PROMPT A:
Reproduce the stretch of the listing below, from its first line through the line containing "[826,372,915,582]", keeping every line. Offset each bounding-box coordinate in the answers by adding 148.

DOCUMENT SECTION:

:::::

Well folks we’ve got a long-awaited topic to tackle today. Out of all of the questions that come across our desks there is one to rule them all, “Does impact investing lead to lower returns?”. It’s a really good question, so believe me we aren’t knocking you for asking, honestly, it’s something we’d be asking too if we weren’t so immersed in what we do for forty hours a week. The short answer is no, absolutely not. Now at this point you could just take our word for it and carry on with the rest of your beautiful Sunday plans, but if you’d like us to put our money where our mouth is we’ve done that too.
What is impact investing?
Impact Investing as a term has taken on a variety of definitions, but essentially it is a type of investment strategy that includes intentional investments that generate positive, measurable social and environmental impact alongside a financial return. That’s right, read that again, alongside, not instead of, meaning that by definition you can expect to see returns.
“It turns out that investing in solutions to social problems can be profitable.” – Alex Lamb, partner with New Summit Investments in Manchester, Massachusetts, a fund-of-funds manager of private market impact funds.
You can become an impact investor by opening one of many investment accounts available to you from an IRA for retirement to joint investment accounts or individual investment accounts. Now the reasons why people chose to become an impact investor varies from person to person. Sometimes people are tired of not knowing where their money is going, they want more control over the impact they make, or they are just curious to see what we’re all about.
Where did it come from?
The term impact investing was coined back in 2008 by the Rockefeller foundation when the conversation started to emerge about how to use capital differently. Around the same time, we began to see new terms around the same concept come to life from socially responsible investing, to ESG Funds, and ethical investing. Although these terms are distinct from each other, they all work to serve the same purpose – aligning your financial growth with the impact you want to make on the world around you.
How is Impact Investing doing today?

:::::

TASK INPUTS:
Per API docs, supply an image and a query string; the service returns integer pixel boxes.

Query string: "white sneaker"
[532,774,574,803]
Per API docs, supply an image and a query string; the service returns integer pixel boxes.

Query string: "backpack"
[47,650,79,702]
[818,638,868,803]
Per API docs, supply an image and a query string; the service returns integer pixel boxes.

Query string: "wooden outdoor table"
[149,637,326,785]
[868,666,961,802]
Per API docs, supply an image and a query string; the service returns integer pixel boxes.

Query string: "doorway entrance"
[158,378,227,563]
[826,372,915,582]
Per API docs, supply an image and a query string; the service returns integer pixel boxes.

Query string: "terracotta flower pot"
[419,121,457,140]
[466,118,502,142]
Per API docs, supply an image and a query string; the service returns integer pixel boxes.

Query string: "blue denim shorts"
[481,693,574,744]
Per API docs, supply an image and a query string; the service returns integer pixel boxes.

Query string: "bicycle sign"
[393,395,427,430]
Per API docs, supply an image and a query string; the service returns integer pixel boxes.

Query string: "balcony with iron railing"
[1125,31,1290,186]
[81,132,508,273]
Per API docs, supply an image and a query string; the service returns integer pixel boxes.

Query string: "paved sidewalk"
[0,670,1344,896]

:::::

PROMPT B:
Transcribe the stretch of the impact investing article above from "Impact Investing as" through "to see returns.".

WRITTEN SOLUTION A:
Per API docs, supply an image and a query string; the service returns integer pixel boxes.

Query string: "white sneaker"
[680,922,722,951]
Per API docs, supply an image and a query string; the service returns integer pixel boxes.

Query string: "backpack"
[195,798,227,850]
[966,786,1016,951]
Per API docs, supply an image and a query string; the service returns integer pixel boxes.

Query string: "wooden outdoor table"
[297,785,474,933]
[1016,814,1109,950]
Per API docs, supply an image and a query string; the service returns integer pixel boxes.

Query string: "doorway entrance"
[306,526,375,711]
[974,520,1063,730]

WRITTEN SOLUTION B:
Impact Investing as a term has taken on a variety of definitions, but essentially it is a type of investment strategy that includes intentional investments that generate positive, measurable social and environmental impact alongside a financial return. That’s right, read that again, alongside, not instead of, meaning that by definition you can expect to see returns.